─── Extracted data ───

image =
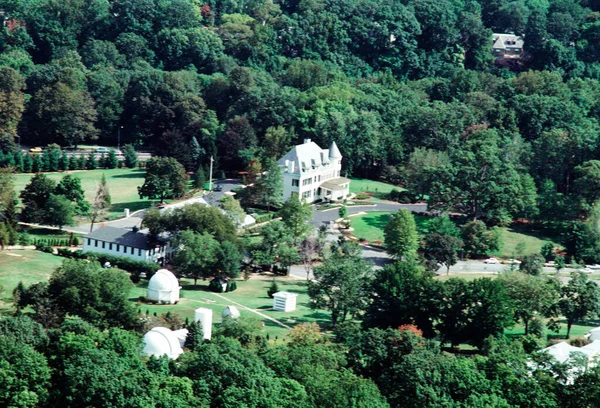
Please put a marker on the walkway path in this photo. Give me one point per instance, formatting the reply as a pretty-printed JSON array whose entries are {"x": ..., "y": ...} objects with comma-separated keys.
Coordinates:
[{"x": 254, "y": 311}]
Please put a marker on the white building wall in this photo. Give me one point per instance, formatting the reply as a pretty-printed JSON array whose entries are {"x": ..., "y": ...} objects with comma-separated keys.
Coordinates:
[
  {"x": 124, "y": 251},
  {"x": 317, "y": 177}
]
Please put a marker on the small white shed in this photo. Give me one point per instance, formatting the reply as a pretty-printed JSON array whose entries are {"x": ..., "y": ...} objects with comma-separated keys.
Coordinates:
[
  {"x": 594, "y": 334},
  {"x": 162, "y": 341},
  {"x": 204, "y": 316},
  {"x": 163, "y": 287},
  {"x": 230, "y": 312},
  {"x": 284, "y": 301}
]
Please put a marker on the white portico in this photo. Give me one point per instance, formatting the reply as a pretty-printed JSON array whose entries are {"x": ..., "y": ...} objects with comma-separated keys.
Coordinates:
[{"x": 313, "y": 173}]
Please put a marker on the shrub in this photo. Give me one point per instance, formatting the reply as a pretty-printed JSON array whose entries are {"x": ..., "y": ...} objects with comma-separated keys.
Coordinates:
[
  {"x": 272, "y": 289},
  {"x": 130, "y": 265},
  {"x": 264, "y": 217},
  {"x": 216, "y": 285},
  {"x": 44, "y": 247},
  {"x": 231, "y": 286}
]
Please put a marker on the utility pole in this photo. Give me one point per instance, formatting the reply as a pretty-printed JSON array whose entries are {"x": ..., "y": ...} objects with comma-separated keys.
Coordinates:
[
  {"x": 210, "y": 177},
  {"x": 119, "y": 137}
]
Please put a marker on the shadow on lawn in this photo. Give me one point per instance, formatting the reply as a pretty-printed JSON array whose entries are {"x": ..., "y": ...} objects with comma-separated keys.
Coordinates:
[
  {"x": 379, "y": 221},
  {"x": 138, "y": 173},
  {"x": 132, "y": 205}
]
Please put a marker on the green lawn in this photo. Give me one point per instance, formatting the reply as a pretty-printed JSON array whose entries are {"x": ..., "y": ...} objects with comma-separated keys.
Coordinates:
[
  {"x": 370, "y": 186},
  {"x": 577, "y": 330},
  {"x": 370, "y": 226},
  {"x": 533, "y": 240},
  {"x": 122, "y": 184},
  {"x": 47, "y": 233},
  {"x": 251, "y": 293},
  {"x": 28, "y": 266}
]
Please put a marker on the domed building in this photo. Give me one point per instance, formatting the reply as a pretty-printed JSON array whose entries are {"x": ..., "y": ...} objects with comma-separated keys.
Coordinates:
[
  {"x": 230, "y": 312},
  {"x": 161, "y": 341},
  {"x": 163, "y": 287}
]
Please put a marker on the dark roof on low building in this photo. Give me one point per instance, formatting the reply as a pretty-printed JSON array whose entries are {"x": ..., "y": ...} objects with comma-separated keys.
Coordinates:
[{"x": 121, "y": 236}]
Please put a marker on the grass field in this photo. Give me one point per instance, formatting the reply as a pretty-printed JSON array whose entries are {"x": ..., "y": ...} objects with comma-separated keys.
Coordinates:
[
  {"x": 47, "y": 233},
  {"x": 252, "y": 294},
  {"x": 370, "y": 186},
  {"x": 533, "y": 241},
  {"x": 28, "y": 266},
  {"x": 122, "y": 185},
  {"x": 370, "y": 226},
  {"x": 577, "y": 330}
]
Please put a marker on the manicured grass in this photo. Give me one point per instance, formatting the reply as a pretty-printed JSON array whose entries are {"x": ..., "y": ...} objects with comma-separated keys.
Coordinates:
[
  {"x": 122, "y": 185},
  {"x": 370, "y": 226},
  {"x": 28, "y": 266},
  {"x": 47, "y": 233},
  {"x": 533, "y": 240},
  {"x": 251, "y": 293},
  {"x": 579, "y": 329},
  {"x": 369, "y": 186}
]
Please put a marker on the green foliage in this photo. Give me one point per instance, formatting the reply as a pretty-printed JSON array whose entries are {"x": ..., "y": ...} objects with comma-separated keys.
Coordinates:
[
  {"x": 478, "y": 239},
  {"x": 532, "y": 264},
  {"x": 401, "y": 238},
  {"x": 165, "y": 178},
  {"x": 274, "y": 288},
  {"x": 341, "y": 285}
]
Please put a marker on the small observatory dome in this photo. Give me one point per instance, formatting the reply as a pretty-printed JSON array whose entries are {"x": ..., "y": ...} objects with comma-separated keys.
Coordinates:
[
  {"x": 230, "y": 312},
  {"x": 160, "y": 341},
  {"x": 163, "y": 287}
]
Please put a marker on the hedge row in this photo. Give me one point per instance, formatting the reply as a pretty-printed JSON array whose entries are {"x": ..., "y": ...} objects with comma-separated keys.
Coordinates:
[{"x": 130, "y": 265}]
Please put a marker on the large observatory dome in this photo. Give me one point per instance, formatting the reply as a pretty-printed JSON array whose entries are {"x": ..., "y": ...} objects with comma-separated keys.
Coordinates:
[
  {"x": 160, "y": 341},
  {"x": 163, "y": 287}
]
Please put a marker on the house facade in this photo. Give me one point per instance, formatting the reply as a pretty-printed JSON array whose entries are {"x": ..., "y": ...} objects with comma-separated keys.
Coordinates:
[
  {"x": 314, "y": 174},
  {"x": 508, "y": 45},
  {"x": 125, "y": 242}
]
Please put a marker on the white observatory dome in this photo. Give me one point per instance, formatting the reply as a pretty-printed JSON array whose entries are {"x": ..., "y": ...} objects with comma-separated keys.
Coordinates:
[
  {"x": 163, "y": 287},
  {"x": 230, "y": 312},
  {"x": 160, "y": 341}
]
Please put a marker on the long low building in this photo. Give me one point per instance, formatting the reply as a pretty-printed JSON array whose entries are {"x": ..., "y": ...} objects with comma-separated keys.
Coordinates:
[{"x": 126, "y": 242}]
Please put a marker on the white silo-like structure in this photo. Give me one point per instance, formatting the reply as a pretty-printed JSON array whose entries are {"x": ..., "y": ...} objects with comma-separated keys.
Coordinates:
[
  {"x": 284, "y": 301},
  {"x": 230, "y": 312},
  {"x": 161, "y": 341},
  {"x": 163, "y": 287},
  {"x": 204, "y": 316}
]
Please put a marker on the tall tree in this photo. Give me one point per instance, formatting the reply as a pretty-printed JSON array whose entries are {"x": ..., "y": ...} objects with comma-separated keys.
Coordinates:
[
  {"x": 58, "y": 211},
  {"x": 401, "y": 238},
  {"x": 165, "y": 178},
  {"x": 580, "y": 298},
  {"x": 341, "y": 285},
  {"x": 197, "y": 255},
  {"x": 101, "y": 203},
  {"x": 295, "y": 214},
  {"x": 12, "y": 105},
  {"x": 70, "y": 187},
  {"x": 35, "y": 196}
]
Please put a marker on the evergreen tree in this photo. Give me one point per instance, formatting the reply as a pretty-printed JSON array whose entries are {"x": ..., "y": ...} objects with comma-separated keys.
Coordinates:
[
  {"x": 401, "y": 238},
  {"x": 130, "y": 156},
  {"x": 91, "y": 163}
]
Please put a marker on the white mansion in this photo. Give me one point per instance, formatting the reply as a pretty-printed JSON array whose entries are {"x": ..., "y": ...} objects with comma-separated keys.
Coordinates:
[{"x": 313, "y": 173}]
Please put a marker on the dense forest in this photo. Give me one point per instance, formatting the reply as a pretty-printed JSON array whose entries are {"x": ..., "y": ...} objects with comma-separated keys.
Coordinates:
[
  {"x": 409, "y": 90},
  {"x": 411, "y": 93}
]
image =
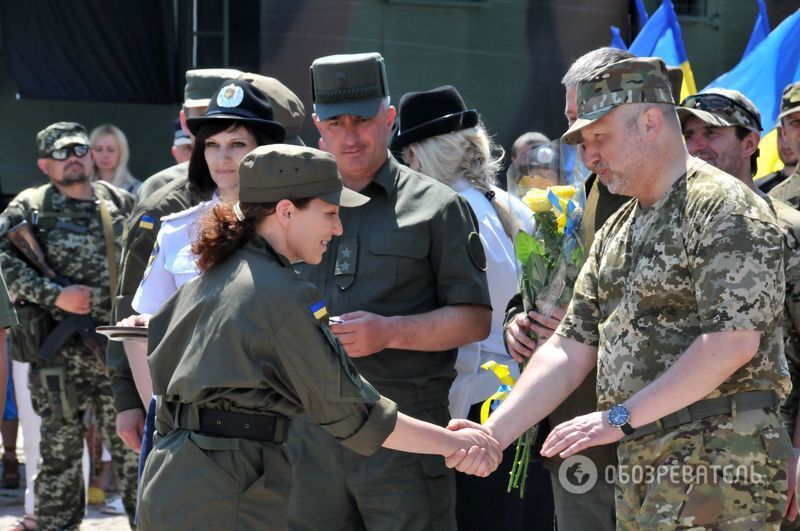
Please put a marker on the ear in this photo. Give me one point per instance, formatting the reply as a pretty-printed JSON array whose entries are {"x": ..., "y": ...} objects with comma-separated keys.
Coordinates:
[
  {"x": 284, "y": 212},
  {"x": 750, "y": 143},
  {"x": 653, "y": 122}
]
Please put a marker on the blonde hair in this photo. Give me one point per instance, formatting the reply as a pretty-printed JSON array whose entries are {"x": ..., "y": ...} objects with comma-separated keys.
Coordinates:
[
  {"x": 121, "y": 172},
  {"x": 468, "y": 154}
]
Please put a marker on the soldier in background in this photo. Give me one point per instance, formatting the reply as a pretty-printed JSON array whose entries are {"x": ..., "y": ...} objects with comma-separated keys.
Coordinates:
[
  {"x": 689, "y": 358},
  {"x": 789, "y": 190},
  {"x": 80, "y": 230},
  {"x": 723, "y": 128}
]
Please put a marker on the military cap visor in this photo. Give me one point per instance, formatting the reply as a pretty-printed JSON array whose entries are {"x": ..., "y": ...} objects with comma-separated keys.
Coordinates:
[
  {"x": 281, "y": 171},
  {"x": 634, "y": 80}
]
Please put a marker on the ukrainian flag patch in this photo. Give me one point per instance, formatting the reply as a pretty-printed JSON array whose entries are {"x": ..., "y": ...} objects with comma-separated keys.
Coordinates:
[
  {"x": 319, "y": 310},
  {"x": 147, "y": 222}
]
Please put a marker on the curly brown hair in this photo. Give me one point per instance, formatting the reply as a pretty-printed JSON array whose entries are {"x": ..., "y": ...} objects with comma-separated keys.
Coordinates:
[{"x": 222, "y": 233}]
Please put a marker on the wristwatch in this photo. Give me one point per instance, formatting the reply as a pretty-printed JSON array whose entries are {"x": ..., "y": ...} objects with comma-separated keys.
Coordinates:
[{"x": 619, "y": 417}]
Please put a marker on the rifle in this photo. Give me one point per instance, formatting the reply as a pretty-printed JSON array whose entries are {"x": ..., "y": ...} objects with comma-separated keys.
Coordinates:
[{"x": 22, "y": 237}]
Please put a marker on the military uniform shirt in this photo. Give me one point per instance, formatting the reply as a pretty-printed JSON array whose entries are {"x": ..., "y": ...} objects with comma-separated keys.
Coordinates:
[
  {"x": 706, "y": 257},
  {"x": 412, "y": 249},
  {"x": 74, "y": 247},
  {"x": 789, "y": 190},
  {"x": 8, "y": 316},
  {"x": 244, "y": 337},
  {"x": 172, "y": 262}
]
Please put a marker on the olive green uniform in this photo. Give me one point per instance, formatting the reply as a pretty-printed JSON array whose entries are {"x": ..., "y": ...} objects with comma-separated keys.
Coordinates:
[
  {"x": 706, "y": 257},
  {"x": 243, "y": 337},
  {"x": 140, "y": 238},
  {"x": 412, "y": 249}
]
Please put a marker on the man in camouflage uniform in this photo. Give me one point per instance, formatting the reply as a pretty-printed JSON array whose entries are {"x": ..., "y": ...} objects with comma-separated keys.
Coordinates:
[
  {"x": 723, "y": 128},
  {"x": 789, "y": 190},
  {"x": 678, "y": 306},
  {"x": 71, "y": 233}
]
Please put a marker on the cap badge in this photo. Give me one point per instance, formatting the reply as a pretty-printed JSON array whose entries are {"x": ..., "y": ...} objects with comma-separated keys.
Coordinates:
[{"x": 230, "y": 96}]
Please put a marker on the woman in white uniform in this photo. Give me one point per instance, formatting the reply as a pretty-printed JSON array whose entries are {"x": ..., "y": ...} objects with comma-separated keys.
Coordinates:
[{"x": 238, "y": 119}]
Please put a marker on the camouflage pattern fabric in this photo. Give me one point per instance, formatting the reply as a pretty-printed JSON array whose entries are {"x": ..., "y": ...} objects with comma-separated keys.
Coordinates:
[
  {"x": 635, "y": 80},
  {"x": 75, "y": 247},
  {"x": 59, "y": 484},
  {"x": 706, "y": 257},
  {"x": 720, "y": 473},
  {"x": 789, "y": 190}
]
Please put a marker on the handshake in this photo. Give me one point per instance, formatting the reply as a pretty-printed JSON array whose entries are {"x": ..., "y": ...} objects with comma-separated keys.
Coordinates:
[{"x": 477, "y": 453}]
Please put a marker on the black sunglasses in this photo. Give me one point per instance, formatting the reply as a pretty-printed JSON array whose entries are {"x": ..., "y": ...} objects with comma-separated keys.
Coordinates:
[
  {"x": 717, "y": 102},
  {"x": 79, "y": 150}
]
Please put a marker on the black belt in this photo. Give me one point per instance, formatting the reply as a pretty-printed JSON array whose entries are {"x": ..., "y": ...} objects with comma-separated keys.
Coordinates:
[
  {"x": 710, "y": 407},
  {"x": 265, "y": 428}
]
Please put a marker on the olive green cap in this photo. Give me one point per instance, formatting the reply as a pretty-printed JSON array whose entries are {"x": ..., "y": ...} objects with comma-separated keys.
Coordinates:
[
  {"x": 286, "y": 106},
  {"x": 281, "y": 171},
  {"x": 721, "y": 108},
  {"x": 61, "y": 134},
  {"x": 348, "y": 84},
  {"x": 790, "y": 101},
  {"x": 634, "y": 80},
  {"x": 202, "y": 83}
]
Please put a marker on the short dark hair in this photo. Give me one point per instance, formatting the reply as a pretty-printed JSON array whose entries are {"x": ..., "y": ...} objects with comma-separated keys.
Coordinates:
[{"x": 200, "y": 182}]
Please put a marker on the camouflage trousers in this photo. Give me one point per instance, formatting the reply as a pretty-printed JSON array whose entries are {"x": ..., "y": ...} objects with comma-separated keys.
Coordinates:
[
  {"x": 723, "y": 473},
  {"x": 61, "y": 392}
]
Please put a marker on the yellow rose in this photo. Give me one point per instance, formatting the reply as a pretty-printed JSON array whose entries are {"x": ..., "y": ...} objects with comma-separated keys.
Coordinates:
[{"x": 536, "y": 199}]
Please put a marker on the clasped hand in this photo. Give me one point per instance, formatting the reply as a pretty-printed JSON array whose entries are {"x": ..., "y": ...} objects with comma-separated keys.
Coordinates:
[{"x": 480, "y": 454}]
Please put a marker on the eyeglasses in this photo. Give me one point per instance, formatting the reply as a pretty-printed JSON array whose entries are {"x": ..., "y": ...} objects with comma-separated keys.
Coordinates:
[
  {"x": 79, "y": 150},
  {"x": 718, "y": 102}
]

───

Exercise directions » Only the lines from the one that contains "Please put a marker on the camouflage trousers" to the end of the data should be output, exactly as they appear.

Complete response »
Please put a marker on the camouflage trousers in this photo. Give me one point per instance, formatting the reply as a pretty-printed JSON array whose entries are {"x": ..., "y": ...} objects with comma-separated keys.
Coordinates:
[
  {"x": 723, "y": 473},
  {"x": 61, "y": 392}
]
Please put a marker on the yellow rose in this photo. Give me one point per instance, formatting the reply as a pretty-printed JSON array whose entries are {"x": ..., "y": ...} objects with comma-separated keys.
Coordinates:
[{"x": 536, "y": 199}]
Please put a marker on the clasped hand in this photo. Give me one point per instance, formatting the reply as a pretty-printed JSON array whose entries are {"x": ..., "y": ...} objects with comma-separated keys.
Coordinates:
[{"x": 480, "y": 454}]
Please put a marker on the eyeglasses in this photo. Give me one point per instance, formatting the reply as a pretty-printed JSON array whose entries are {"x": ..., "y": ...} objects with comma-separated keys.
Coordinates:
[
  {"x": 79, "y": 150},
  {"x": 718, "y": 102}
]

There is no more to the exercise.